1203 Buoyancy

Archimedes's principLe: When a body is completely or partially immersed in a fluid, the fluid exerts an upward force on the body equal to the weight of the fluid displaced by the body.

Exercises

26, 28, 30, 31, 32, 33

(12.26) A rock has mass 1.80 kg. When the rock is suspended from the lower end of a string and totally immersed in water, the tension in the string is 12.8 N. What is the smallest density of a liquid in which the rock will float?

Solution

Todo

(12.28) A slab of ice floats on a freshwater lake. What minimum volume must the slab have for a 65.0-kg woman to be able to stand on it without getting her feet wet?

Solution

$\begin{aligned} m_{ice} g+ m_{w}g & = \rho_{water} v_{sub} g\\ \rho_{ice} v_{ice} g+ m_{w}g & = \rho_{water} v_{sub} g\\ v_{ice} &= v_{sub}\\ \To v_{ice} &= \frac{m_{w}}{\rho_{water} - \rho_{ice}}\\ &= \frac{65}{1000-920} = 0.8m^3 \end{aligned}$

(12.30) You are preparing some apparatus for a visit to a newly discovered planet Caasi having oceans of glycerine and a surface acceleration due to gravity of $5.40 m/s^2$ . If your apparatus floats in the oceans on earth with 34.0 % of its volume submerged, what percentage will be submerged in the glycerine oceans of Caasi?

Solution

On Earth

$\begin{aligned} \rho_{object} V_{object} g &= \rho_{ocean} V_{sub} g\\ \To \rho_{object} &= \frac{V_{sub}}{V_{object}} \cdot \rho_{ocean}\\ & = 0.34 \cdot 1030 kg/m^3 \end{aligned}$

On Mars

$\begin{aligned} \rho_{object} V_{object} g &= \rho_{glycerine} V_{sub} g\\ \frac{V_{sub}}{V_{object}} &= \frac{\rho_{object}}{\rho_{glycerine}}\\ &= \frac{0.34 \cdot 1030}{1260} = 27.8\% \end{aligned}$

(12.31) A rock with density $2300 kg/m^3$ is suspended from the lower end of a light string. When the rock is in air, the tension in the string is 43.0 N . What is the tension in the string when the rock is totally immersed in a liquid with density $750 kg/m^3$ ?

DATASET CONTENT:

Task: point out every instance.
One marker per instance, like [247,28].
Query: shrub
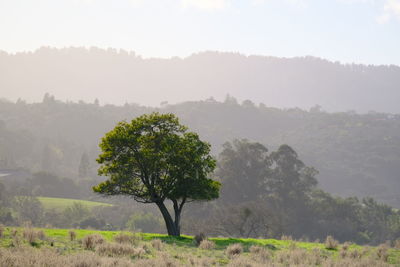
[1,230]
[346,245]
[234,249]
[14,232]
[382,252]
[355,254]
[157,244]
[91,241]
[115,249]
[41,235]
[72,235]
[260,252]
[207,244]
[397,243]
[331,243]
[198,238]
[30,235]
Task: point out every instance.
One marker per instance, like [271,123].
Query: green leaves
[154,158]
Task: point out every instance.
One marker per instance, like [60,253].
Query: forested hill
[117,77]
[355,154]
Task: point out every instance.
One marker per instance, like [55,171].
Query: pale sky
[361,31]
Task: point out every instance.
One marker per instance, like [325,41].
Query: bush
[382,252]
[207,244]
[397,243]
[1,230]
[157,244]
[91,241]
[14,232]
[30,235]
[234,250]
[198,238]
[72,235]
[331,243]
[41,235]
[260,252]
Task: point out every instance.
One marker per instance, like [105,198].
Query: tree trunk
[173,228]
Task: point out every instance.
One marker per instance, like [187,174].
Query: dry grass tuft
[72,235]
[89,242]
[331,243]
[157,244]
[127,238]
[260,254]
[382,252]
[118,249]
[286,237]
[198,238]
[234,250]
[207,244]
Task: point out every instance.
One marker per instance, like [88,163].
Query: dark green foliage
[154,159]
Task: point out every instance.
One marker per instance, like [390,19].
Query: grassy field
[22,246]
[63,203]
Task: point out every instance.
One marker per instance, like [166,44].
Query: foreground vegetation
[63,203]
[51,247]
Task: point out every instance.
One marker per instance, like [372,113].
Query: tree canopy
[153,159]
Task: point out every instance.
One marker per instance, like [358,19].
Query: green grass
[181,247]
[63,203]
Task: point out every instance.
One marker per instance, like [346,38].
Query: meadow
[63,203]
[86,248]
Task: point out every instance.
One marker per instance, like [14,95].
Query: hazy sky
[363,31]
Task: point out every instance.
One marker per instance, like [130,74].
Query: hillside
[354,154]
[117,77]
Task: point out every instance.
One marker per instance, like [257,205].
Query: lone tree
[153,159]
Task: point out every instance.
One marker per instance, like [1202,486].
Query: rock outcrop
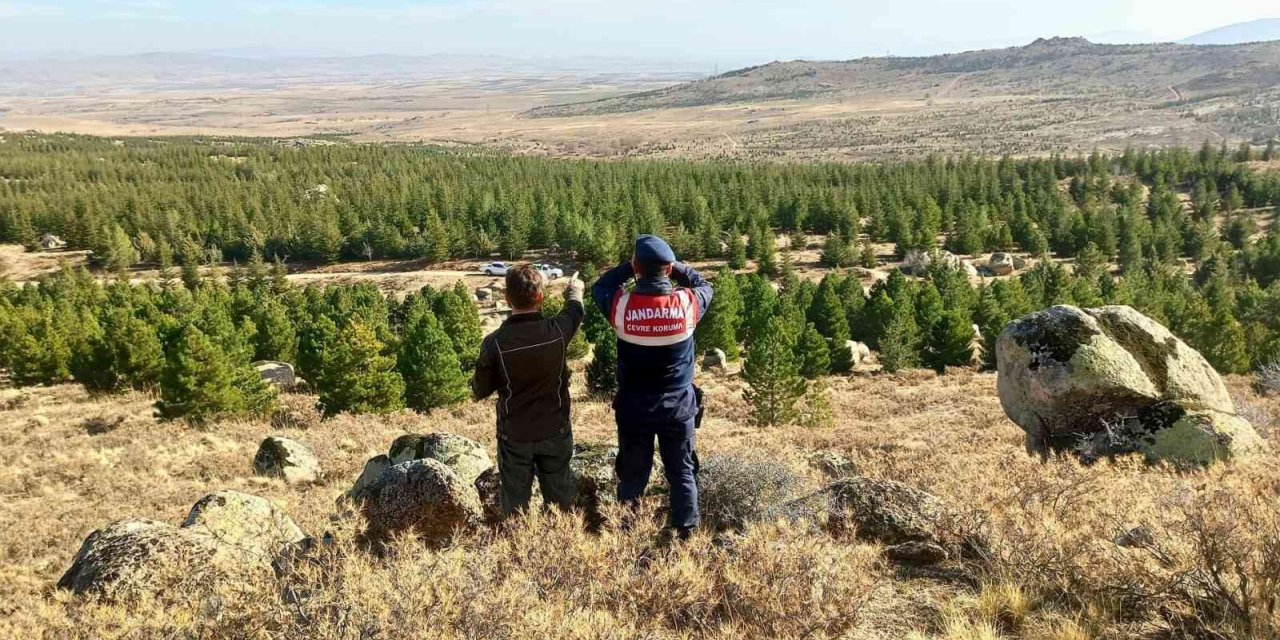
[277,374]
[227,535]
[248,524]
[862,353]
[374,467]
[424,498]
[137,554]
[465,456]
[289,460]
[714,360]
[1111,380]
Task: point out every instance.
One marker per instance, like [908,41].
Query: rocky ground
[1119,549]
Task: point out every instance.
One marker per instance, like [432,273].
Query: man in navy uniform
[654,324]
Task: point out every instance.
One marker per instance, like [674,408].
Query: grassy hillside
[1047,68]
[1051,571]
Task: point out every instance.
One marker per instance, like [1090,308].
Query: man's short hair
[524,286]
[652,269]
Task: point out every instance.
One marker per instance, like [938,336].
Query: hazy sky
[720,31]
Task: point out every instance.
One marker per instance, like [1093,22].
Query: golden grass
[1050,567]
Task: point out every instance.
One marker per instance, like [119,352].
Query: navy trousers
[679,460]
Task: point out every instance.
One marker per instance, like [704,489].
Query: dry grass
[1210,566]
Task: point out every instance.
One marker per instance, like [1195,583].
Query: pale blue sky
[721,31]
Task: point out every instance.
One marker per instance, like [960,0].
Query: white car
[494,269]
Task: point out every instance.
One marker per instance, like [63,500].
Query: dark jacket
[656,383]
[524,362]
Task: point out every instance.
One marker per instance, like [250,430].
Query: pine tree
[899,346]
[867,257]
[356,376]
[766,251]
[813,353]
[836,252]
[773,376]
[314,342]
[950,342]
[200,382]
[827,315]
[429,366]
[577,346]
[461,321]
[275,338]
[736,250]
[718,328]
[991,320]
[602,374]
[115,251]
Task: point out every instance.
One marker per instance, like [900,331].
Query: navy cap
[652,248]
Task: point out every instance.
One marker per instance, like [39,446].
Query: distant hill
[1253,31]
[1052,68]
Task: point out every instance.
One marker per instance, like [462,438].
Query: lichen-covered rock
[595,475]
[860,352]
[136,556]
[245,522]
[714,359]
[489,489]
[1112,380]
[374,467]
[424,498]
[277,374]
[465,456]
[883,511]
[1001,264]
[289,460]
[917,553]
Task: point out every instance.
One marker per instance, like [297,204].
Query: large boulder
[1111,380]
[245,522]
[465,456]
[277,374]
[374,467]
[424,498]
[862,353]
[489,489]
[289,460]
[1001,264]
[138,554]
[595,474]
[714,360]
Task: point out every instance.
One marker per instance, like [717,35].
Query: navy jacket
[656,382]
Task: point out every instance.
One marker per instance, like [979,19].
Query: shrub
[735,492]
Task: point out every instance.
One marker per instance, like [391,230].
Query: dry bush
[737,490]
[543,576]
[1050,568]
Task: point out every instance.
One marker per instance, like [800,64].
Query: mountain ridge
[1059,65]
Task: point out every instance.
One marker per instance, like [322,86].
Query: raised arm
[484,380]
[686,277]
[571,319]
[608,284]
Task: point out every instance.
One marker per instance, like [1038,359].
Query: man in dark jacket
[524,362]
[654,324]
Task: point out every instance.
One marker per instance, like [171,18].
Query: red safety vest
[654,320]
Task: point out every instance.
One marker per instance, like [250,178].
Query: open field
[1052,96]
[1054,571]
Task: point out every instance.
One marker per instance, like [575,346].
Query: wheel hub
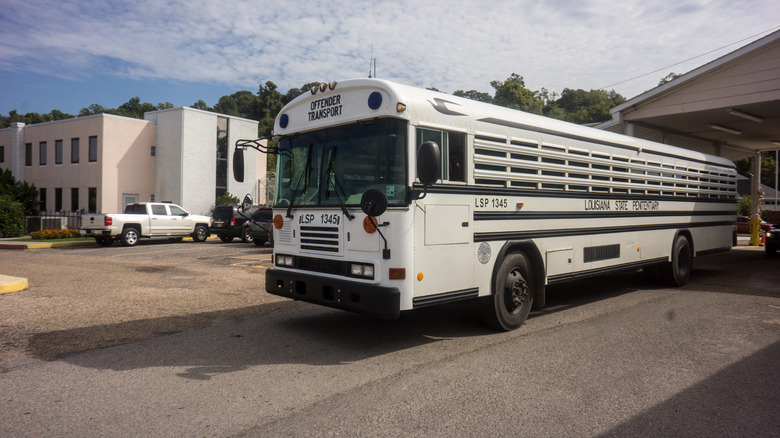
[516,291]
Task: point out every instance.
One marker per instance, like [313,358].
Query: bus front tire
[513,292]
[677,272]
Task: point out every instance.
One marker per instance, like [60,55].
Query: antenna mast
[372,64]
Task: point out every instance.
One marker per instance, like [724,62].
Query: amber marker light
[368,225]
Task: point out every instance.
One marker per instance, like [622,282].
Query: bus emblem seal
[483,253]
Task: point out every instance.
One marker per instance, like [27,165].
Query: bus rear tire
[677,272]
[513,294]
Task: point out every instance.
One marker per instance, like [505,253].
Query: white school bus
[390,198]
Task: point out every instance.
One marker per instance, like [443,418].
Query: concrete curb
[16,245]
[10,284]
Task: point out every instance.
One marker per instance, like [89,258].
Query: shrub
[54,234]
[11,217]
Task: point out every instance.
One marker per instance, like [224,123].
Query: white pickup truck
[145,219]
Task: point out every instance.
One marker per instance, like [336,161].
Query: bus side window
[456,157]
[453,152]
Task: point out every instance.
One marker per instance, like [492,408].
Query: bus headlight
[362,270]
[284,260]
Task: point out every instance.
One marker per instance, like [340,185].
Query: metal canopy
[728,107]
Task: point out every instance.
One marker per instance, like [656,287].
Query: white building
[101,163]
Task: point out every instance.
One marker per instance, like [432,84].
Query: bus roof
[363,99]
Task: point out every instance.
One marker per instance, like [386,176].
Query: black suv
[260,228]
[228,222]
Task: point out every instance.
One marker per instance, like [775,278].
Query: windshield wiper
[306,171]
[336,185]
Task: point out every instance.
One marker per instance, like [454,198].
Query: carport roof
[732,103]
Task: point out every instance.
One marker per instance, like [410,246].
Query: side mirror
[428,163]
[246,204]
[238,165]
[373,202]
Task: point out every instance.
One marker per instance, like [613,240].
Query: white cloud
[449,45]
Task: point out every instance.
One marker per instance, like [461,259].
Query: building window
[74,150]
[42,203]
[42,150]
[92,149]
[74,199]
[92,200]
[58,152]
[222,150]
[58,199]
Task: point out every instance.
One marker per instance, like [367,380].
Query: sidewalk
[15,284]
[20,245]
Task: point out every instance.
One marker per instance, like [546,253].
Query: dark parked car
[228,222]
[743,225]
[772,241]
[260,227]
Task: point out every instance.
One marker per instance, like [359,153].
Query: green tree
[226,199]
[479,96]
[201,105]
[580,106]
[512,93]
[133,108]
[745,168]
[269,104]
[93,109]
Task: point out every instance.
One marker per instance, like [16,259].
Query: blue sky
[67,55]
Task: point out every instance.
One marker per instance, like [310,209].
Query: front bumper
[380,301]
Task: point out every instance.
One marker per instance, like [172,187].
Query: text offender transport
[324,108]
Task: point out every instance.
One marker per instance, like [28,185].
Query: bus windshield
[335,166]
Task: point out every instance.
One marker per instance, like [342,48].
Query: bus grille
[324,239]
[320,265]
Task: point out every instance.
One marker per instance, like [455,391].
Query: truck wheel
[129,236]
[677,272]
[513,294]
[104,241]
[201,234]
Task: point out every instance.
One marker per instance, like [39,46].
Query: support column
[17,150]
[755,200]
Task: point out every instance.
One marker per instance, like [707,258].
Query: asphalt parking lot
[179,339]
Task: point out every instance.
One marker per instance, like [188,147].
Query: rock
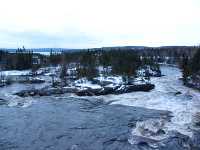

JOBS:
1. In the buoyancy exercises, what is the tension in the string when the 1.80 kg rock is totally immersed in water?
2. List every exercise number given under the heading "Exercises" in the buoyancy exercises.
3. Return the part of the buoyancy exercises that opens with the words containing "Archimedes's principLe: When" and closes with "by the body.".
The entries are separate material and have no connection to the buoyancy exercises.

TASK SOLUTIONS:
1. 12.8 N

2. 26, 28, 30, 31, 32, 33

3.
Archimedes's principLe: When a body is completely or partially immersed in a fluid, the fluid exerts an upward force on the body equal to the weight of the fluid displaced by the body.